◆ QUOTED PASSAGE
┄┄┄┄┄┄┄┄┄┄┄┄┄┄┄┄┄┄┄┄

On the detail of the $380 million budget, $325 million of it is actual drilling expenditures, which would include capitalized work-over.
Van Levy - Analyst
How does that break between development and exploration?
Aubrey McClendon - Chairman and CEO
That's about 65% development expenditure and 35% exploratory.
The 35% exploratory, though, would be counting the final target, the deepest target, and so while it sounds like a fairly high amount of exploratory or riskier drilling, if you will, the fact is that we count exploratory as being the final reservoir target and so if you're in the deep Anadarko , for example, headed to a Hunton zone and you've got five different members of some other zone above you, we're counting that as exploratory when, in fact, many of those wells, if unsuccessful in the deeper horizon, are re-completed in the shallower zones and I guess could be counted as partially developmental.

┄┄┄┄┄┄┄┄┄┄┄┄┄┄┄┄┄┄┄┄

◆ MATERIAL PROVIDED

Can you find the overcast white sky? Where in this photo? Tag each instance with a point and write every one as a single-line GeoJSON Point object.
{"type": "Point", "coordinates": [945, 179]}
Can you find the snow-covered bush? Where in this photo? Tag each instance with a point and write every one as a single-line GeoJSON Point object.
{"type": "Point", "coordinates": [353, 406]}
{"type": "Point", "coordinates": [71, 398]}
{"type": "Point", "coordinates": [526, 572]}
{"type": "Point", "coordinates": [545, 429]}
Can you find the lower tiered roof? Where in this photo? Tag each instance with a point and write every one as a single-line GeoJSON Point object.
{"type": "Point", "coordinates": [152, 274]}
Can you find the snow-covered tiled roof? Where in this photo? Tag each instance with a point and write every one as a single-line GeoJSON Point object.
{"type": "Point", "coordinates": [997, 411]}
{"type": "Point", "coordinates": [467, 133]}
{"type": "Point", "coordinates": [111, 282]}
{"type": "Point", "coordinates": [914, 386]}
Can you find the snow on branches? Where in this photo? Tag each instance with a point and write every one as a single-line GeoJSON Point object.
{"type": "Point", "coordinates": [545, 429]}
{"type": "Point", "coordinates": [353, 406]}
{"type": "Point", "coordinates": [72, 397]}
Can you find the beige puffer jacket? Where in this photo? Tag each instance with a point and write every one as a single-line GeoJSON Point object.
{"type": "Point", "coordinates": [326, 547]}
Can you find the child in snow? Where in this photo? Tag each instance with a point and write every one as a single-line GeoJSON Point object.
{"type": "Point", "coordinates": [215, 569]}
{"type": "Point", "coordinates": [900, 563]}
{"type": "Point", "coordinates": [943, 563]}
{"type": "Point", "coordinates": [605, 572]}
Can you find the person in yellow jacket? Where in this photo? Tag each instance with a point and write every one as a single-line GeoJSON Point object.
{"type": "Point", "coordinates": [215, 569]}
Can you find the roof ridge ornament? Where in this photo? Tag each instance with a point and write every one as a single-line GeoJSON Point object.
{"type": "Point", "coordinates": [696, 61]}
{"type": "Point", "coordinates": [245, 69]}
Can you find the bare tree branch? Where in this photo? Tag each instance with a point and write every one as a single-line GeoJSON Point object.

┄┄┄┄┄┄┄┄┄┄┄┄┄┄┄┄┄┄┄┄

◆ INSTRUCTIONS
**a.** Convert the records into a JSON list of strings, one string per line with blank lines omitted, starting at the line that contains "Can you find the snow-covered tiled" and ending at the last line of the records.
**b.** Continue the earnings call exchange about the drilling budget from the point where it stops.

◆ ANSWERS FOR THE EXERCISE
**a.**
[
  "Can you find the snow-covered tiled roof? Where in this photo? Tag each instance with a point and write every one as a single-line GeoJSON Point object.",
  "{\"type\": \"Point\", \"coordinates\": [997, 411]}",
  "{\"type\": \"Point\", \"coordinates\": [467, 133]}",
  "{\"type\": \"Point\", \"coordinates\": [111, 282]}",
  "{\"type\": \"Point\", \"coordinates\": [914, 386]}",
  "Can you find the snow on branches? Where in this photo? Tag each instance with a point and write every one as a single-line GeoJSON Point object.",
  "{\"type\": \"Point\", \"coordinates\": [545, 429]}",
  "{\"type\": \"Point\", \"coordinates\": [353, 406]}",
  "{\"type\": \"Point\", \"coordinates\": [72, 397]}",
  "Can you find the beige puffer jacket? Where in this photo? Tag each instance with a point and write every one as a single-line GeoJSON Point object.",
  "{\"type\": \"Point\", \"coordinates\": [326, 547]}",
  "Can you find the child in snow? Where in this photo? Tag each instance with a point and write every one as a single-line GeoJSON Point object.",
  "{\"type\": \"Point\", \"coordinates\": [215, 569]}",
  "{\"type\": \"Point\", \"coordinates\": [900, 563]}",
  "{\"type\": \"Point\", \"coordinates\": [943, 563]}",
  "{\"type\": \"Point\", \"coordinates\": [605, 572]}",
  "Can you find the person in yellow jacket? Where in this photo? Tag each instance with a point and write every one as a single-line GeoJSON Point object.",
  "{\"type\": \"Point\", \"coordinates\": [215, 569]}",
  "Can you find the roof ridge ornament? Where in this photo? Tag each instance with a point and write every one as a single-line GeoJSON Point object.",
  "{\"type\": \"Point\", \"coordinates\": [696, 61]}",
  "{\"type\": \"Point\", \"coordinates\": [245, 69]}",
  "Can you find the bare tree branch? Where in this photo? Tag each instance with a point and write every one as a single-line GeoJSON Point object."
]

**b.**
Added to the 325 of drilling expenditures, then we have budgeted $30 million for leasehold, and about $25 million for seismic, to get to the $380 million number I -- we talked about.
Van Levy - Analyst
In your release, you talk about 75 million, I think on seismic over the next 12 months.
How is it broken out between the fourth quarter and next year?
Aubrey McClendon - Chairman and CEO
That's land and seismic.
Van Levy - Analyst
Yeah, both.
Aubrey McClendon - Chairman and CEO
And so it's running about the same rate, and a lot of that would be processing of seismic that's already been shot.
Tom, we have three acquisitions in progress?
Or two at this moment?
Or more than that?
Tom Ward - COO
Oh, we have -- we have a lot in -- in line.
I think we're actually working on two right now.
Aubrey McClendon Two we're shooting -- acquiring new data and then we've got several that are coming on-line.
Van Levy - Analyst
Okay.
And again, in the year 2002, roughly what is your acquisitions been year-to-date?
Aubrey McClendon - Chairman and CEO
Year-to-date, acquisition expenditures, let me get you that.
I do have that number here.
Sort of at my fingertip.
Van Levy - Analyst
And again, if you can break out between development and exploration.
While you're doing that, let me ask --
Aubrey McClendon - Chairman and CEO
Break out between development and exploration?
Van Levy - Analyst
Capital expenditures.
Aubrey McClendon - Chairman and CEO
On acquisitions?
Van Levy - Analyst
No.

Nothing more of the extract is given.